■ Extracted records:
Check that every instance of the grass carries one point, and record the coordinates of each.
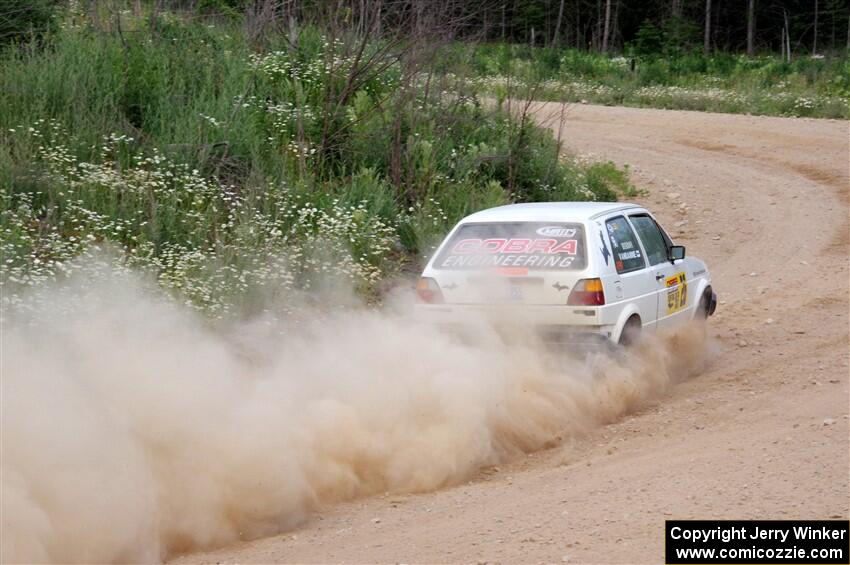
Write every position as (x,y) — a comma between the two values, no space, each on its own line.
(201,158)
(765,85)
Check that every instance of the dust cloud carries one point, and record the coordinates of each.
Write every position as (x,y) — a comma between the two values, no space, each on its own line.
(133,430)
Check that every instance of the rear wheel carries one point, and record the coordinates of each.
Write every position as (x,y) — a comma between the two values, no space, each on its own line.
(704,306)
(631,332)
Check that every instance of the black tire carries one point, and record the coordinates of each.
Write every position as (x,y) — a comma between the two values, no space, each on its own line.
(704,305)
(631,332)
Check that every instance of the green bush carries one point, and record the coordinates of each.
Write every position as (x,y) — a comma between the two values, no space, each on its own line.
(21,20)
(220,169)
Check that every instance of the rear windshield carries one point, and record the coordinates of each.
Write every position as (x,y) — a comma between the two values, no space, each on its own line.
(531,245)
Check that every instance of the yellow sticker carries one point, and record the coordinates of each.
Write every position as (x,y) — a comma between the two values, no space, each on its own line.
(677,292)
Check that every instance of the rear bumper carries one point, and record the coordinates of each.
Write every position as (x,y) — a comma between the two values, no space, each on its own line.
(551,325)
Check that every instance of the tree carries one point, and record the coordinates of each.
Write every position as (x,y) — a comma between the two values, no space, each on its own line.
(815,39)
(556,39)
(751,17)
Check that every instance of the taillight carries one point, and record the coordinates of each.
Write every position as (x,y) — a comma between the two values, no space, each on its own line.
(429,291)
(587,292)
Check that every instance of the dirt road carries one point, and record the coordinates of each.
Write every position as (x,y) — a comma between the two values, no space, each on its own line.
(763,434)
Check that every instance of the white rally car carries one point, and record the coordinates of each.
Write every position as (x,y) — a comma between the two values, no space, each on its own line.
(580,272)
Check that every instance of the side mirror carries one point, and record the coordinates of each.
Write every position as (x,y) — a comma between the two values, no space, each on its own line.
(676,252)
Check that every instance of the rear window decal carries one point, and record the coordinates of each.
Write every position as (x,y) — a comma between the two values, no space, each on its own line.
(528,245)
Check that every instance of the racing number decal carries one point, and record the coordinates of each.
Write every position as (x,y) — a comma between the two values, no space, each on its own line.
(677,292)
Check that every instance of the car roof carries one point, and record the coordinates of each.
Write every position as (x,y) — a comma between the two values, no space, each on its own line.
(548,212)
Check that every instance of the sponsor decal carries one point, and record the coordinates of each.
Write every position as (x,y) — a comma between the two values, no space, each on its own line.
(677,292)
(629,255)
(556,231)
(514,245)
(501,261)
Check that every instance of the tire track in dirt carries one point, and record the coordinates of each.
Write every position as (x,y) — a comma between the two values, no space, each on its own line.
(763,434)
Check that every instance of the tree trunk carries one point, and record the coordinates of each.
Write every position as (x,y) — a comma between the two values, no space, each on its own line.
(787,31)
(557,38)
(504,5)
(815,39)
(676,9)
(751,16)
(607,28)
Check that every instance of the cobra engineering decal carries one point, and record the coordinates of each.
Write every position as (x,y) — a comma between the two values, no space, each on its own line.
(677,292)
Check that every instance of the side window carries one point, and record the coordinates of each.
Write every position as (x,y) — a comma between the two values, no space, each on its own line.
(624,245)
(652,238)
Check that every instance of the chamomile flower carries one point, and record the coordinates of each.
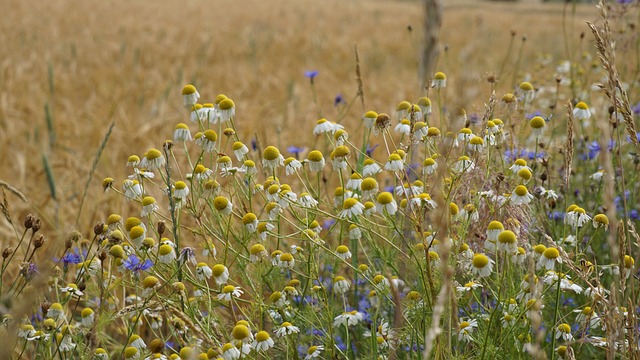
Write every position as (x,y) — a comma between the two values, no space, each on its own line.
(242,333)
(190,95)
(355,181)
(263,229)
(182,133)
(262,342)
(347,319)
(386,202)
(463,164)
(316,161)
(314,352)
(564,331)
(520,195)
(351,208)
(239,150)
(481,265)
(369,119)
(226,110)
(340,285)
(470,286)
(181,190)
(577,217)
(278,299)
(370,168)
(403,127)
(286,328)
(230,352)
(250,222)
(341,137)
(291,165)
(466,328)
(26,331)
(548,259)
(322,126)
(271,158)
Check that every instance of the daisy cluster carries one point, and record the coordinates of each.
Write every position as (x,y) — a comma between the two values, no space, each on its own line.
(417,230)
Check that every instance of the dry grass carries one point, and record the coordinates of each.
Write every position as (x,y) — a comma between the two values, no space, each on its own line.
(126,62)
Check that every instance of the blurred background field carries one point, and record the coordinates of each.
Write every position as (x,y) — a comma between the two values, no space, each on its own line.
(69,68)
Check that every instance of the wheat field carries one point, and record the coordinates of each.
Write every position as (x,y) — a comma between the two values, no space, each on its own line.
(93,63)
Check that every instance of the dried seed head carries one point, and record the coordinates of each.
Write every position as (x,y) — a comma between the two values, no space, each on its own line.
(28,221)
(38,241)
(36,225)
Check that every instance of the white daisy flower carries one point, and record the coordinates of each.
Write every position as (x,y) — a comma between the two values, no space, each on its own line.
(351,208)
(370,168)
(239,150)
(182,133)
(348,319)
(286,329)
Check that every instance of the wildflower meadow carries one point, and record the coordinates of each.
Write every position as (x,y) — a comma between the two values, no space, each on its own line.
(492,216)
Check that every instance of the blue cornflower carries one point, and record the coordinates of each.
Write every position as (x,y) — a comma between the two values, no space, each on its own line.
(133,264)
(532,115)
(74,257)
(311,74)
(296,150)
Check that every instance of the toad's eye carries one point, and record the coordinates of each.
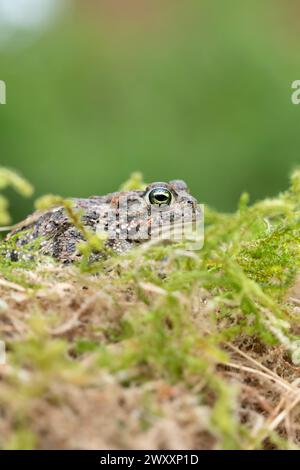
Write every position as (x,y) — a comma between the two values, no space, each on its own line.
(160,196)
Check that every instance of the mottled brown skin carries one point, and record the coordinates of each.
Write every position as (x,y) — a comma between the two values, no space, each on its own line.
(59,237)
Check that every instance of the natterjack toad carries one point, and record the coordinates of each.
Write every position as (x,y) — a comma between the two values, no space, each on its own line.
(128,218)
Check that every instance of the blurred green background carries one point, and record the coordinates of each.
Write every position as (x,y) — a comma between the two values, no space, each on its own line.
(198,90)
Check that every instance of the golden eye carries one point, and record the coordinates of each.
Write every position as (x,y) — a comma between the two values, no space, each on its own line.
(160,196)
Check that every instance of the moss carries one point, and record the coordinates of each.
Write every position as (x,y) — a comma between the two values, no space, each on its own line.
(188,320)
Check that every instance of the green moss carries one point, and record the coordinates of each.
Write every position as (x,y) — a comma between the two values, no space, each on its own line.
(242,274)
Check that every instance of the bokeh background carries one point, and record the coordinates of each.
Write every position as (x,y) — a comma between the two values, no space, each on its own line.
(198,90)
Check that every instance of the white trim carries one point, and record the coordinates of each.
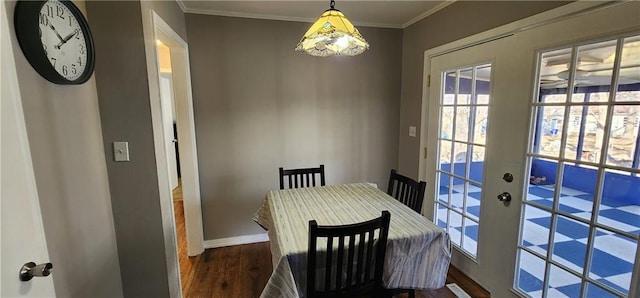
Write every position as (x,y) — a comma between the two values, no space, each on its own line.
(222,242)
(428,13)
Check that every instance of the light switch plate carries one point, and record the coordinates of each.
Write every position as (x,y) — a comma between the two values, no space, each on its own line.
(121,151)
(412,131)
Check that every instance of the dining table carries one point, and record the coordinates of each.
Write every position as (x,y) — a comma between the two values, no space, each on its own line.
(418,251)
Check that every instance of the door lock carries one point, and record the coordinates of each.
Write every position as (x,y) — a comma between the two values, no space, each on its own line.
(504,197)
(29,270)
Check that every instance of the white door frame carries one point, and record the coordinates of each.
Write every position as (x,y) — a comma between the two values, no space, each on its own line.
(23,238)
(153,27)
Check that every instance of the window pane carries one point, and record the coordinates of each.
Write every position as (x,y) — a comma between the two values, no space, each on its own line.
(531,274)
(624,136)
(464,90)
(470,243)
(593,133)
(460,156)
(629,70)
(449,94)
(569,243)
(483,84)
(445,155)
(594,68)
(554,66)
(445,182)
(480,127)
(474,195)
(446,123)
(612,260)
(620,205)
(462,124)
(441,215)
(551,119)
(563,283)
(535,230)
(578,187)
(455,227)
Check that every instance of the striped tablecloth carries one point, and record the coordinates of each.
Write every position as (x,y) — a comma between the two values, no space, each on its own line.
(418,251)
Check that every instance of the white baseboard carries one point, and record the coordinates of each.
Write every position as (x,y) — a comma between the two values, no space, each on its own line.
(222,242)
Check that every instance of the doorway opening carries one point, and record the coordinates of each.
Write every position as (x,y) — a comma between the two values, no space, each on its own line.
(176,86)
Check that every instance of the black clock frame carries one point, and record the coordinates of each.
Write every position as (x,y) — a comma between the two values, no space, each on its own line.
(26,22)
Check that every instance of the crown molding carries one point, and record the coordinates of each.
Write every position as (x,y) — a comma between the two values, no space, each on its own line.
(182,6)
(277,18)
(428,13)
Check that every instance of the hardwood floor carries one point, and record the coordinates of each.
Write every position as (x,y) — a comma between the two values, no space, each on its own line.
(243,270)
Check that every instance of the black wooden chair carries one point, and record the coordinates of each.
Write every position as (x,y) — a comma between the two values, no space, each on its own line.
(364,260)
(302,177)
(406,190)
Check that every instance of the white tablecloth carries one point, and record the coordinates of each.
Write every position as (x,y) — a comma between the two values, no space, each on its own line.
(418,251)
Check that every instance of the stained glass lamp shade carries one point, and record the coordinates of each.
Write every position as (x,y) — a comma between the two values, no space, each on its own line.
(332,34)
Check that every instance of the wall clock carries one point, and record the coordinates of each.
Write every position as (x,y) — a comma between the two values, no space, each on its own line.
(55,38)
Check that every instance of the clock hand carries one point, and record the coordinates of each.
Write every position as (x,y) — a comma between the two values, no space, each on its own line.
(54,30)
(64,40)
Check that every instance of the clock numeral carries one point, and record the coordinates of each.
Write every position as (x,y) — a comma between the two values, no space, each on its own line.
(44,20)
(60,12)
(49,11)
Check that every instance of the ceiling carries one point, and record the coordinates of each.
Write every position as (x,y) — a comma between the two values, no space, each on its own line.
(386,14)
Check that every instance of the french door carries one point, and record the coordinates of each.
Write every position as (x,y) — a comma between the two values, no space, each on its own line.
(533,156)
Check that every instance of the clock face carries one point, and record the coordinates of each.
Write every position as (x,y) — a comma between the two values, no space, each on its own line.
(63,40)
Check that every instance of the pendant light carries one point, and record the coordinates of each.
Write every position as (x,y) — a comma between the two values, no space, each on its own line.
(332,34)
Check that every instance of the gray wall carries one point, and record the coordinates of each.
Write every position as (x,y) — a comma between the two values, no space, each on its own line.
(63,126)
(260,105)
(121,76)
(456,21)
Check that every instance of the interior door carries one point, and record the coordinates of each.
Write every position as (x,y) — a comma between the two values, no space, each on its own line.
(22,231)
(478,121)
(492,131)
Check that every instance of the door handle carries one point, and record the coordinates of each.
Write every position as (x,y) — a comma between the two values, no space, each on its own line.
(504,197)
(29,270)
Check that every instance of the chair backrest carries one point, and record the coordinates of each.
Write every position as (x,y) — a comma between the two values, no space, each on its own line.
(298,178)
(357,272)
(406,190)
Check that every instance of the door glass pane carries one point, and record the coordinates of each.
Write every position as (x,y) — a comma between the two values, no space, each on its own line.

■ Exercise: Transcribe exactly, and only, the lines from the one bearing "Check that every instance of the clock face" through the last line of the entries, counting both.

■ Complete response:
Check that every instance of the clock face carries one point, and record the coordinates of each.
Write every position as (x,y) — a comma between the two values, no space, each on its own line.
(63,40)
Check that every instance of the pendant light carries one point, and record the coordinates of each.
Write every position as (x,y) — a comma between the two values, no space, each on its own line.
(332,34)
Check that every instance of the gray wall carries one point, and record the coordinates of each.
Write every position as (x,y) — a comma between the two values, no space, each on its own line.
(63,126)
(260,105)
(121,76)
(456,21)
Check that every instance of the interior door carries one point, and record the coordinates of each.
Write every position as (x,y) — a comma between the two values, no space, each on its own line.
(22,231)
(478,121)
(492,131)
Check that every instance of the door handle carries one point, and record the coordinates of each.
Write every position as (x,y) — a comma between the two values, no space, each on its own line.
(504,197)
(29,270)
Check that every instance of the chair backrest carries one point, and record the coordinates of each.
Write every position as (x,y) — a comma between the two values, no space, each on its own line.
(298,178)
(357,272)
(406,190)
Check that every instance of the door glass pane carries one point, and record the coordinates of each.
Write every position as (x,y) — a comma between the two values, no space, each on its own line.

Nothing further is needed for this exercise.